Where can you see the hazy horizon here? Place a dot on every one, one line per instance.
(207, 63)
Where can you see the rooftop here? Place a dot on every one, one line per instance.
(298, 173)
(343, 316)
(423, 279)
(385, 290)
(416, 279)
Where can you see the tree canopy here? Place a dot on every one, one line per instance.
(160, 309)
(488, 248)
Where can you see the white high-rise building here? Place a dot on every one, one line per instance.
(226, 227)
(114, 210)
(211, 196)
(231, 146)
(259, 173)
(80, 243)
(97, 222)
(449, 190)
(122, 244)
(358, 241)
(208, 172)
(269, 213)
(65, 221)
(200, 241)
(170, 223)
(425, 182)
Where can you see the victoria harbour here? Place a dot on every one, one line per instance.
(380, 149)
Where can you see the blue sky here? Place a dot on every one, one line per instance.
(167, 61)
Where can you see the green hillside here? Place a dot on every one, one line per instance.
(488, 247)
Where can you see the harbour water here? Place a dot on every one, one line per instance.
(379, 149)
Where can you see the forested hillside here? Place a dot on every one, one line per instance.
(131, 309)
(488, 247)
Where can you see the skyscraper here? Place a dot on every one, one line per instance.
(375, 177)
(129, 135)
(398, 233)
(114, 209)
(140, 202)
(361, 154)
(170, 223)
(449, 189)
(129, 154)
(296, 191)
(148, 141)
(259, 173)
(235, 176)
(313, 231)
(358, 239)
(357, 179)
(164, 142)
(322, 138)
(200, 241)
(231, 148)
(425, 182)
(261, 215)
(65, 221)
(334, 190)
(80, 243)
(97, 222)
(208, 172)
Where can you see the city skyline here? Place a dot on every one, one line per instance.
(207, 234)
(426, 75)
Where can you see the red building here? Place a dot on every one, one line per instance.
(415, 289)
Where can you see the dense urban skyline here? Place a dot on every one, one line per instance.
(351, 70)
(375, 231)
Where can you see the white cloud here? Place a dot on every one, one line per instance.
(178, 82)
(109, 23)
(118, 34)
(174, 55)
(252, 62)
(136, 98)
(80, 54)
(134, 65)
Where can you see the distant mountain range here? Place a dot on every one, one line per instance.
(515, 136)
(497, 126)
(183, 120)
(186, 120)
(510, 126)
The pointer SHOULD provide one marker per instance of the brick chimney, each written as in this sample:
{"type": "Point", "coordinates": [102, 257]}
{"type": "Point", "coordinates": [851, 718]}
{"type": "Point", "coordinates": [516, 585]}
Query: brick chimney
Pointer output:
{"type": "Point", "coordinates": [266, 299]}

• _Exercise details_
Revise the records above by replacing every occurrence of "Place a dot on" with "Mark", leaving all other text unchanged.

• _Exercise answer_
Where can you see the hazy horizon here? Mark every one, one line per instance.
(207, 63)
Where can you see the rooftop here? Mark every one, one line per instance.
(298, 173)
(343, 316)
(423, 279)
(385, 290)
(416, 279)
Where can you see the tree canopy here? Mark every one, one line per instance.
(160, 309)
(488, 248)
Where can you see the white high-rise building here? Mark every one, one line per instance.
(226, 227)
(114, 210)
(211, 196)
(231, 146)
(259, 173)
(80, 243)
(97, 222)
(449, 190)
(122, 244)
(358, 241)
(208, 172)
(269, 213)
(65, 221)
(200, 241)
(170, 223)
(425, 182)
Where can you see the victoria harbour here? Mark every one, one line per instance.
(380, 149)
Where can you see the blue sky here? Mark every one, one line per instance.
(167, 61)
Where can you see the green hillside here? Mark every one, one line per instance.
(488, 247)
Where can you see the harbour water here? Mark every one, one line per instance.
(379, 149)
Where can you see the forested hillside here? Mark every one, one line per instance.
(131, 309)
(488, 247)
Where can you see the skyscraper here? Mark every one, one line per instance.
(375, 177)
(129, 135)
(398, 233)
(114, 209)
(140, 202)
(361, 154)
(170, 223)
(449, 189)
(129, 154)
(296, 191)
(148, 141)
(259, 173)
(235, 176)
(313, 231)
(358, 239)
(357, 179)
(164, 142)
(322, 138)
(200, 241)
(231, 148)
(425, 182)
(261, 215)
(65, 221)
(334, 190)
(80, 243)
(97, 222)
(208, 172)
Where can you see the city skyline here? Mark every one, one line per instance.
(207, 234)
(426, 75)
Where can you see the red building here? Mark every one, one line per instance.
(415, 289)
Where can you see the dense urban skyline here? Mark every one, one line per instance.
(351, 70)
(375, 231)
Where can you see the white cloud here? Mark every one, one line per instance.
(178, 82)
(109, 23)
(118, 34)
(174, 55)
(252, 62)
(136, 98)
(80, 54)
(134, 65)
Where can you see the distant mountain range here? Mark every one, one line per instance.
(515, 136)
(497, 126)
(183, 120)
(186, 120)
(510, 126)
The pointer SHOULD provide one marker per instance of the brick chimney, each written as in this sample:
{"type": "Point", "coordinates": [102, 257]}
{"type": "Point", "coordinates": [851, 718]}
{"type": "Point", "coordinates": [516, 585]}
Query: brick chimney
Pointer output:
{"type": "Point", "coordinates": [266, 299]}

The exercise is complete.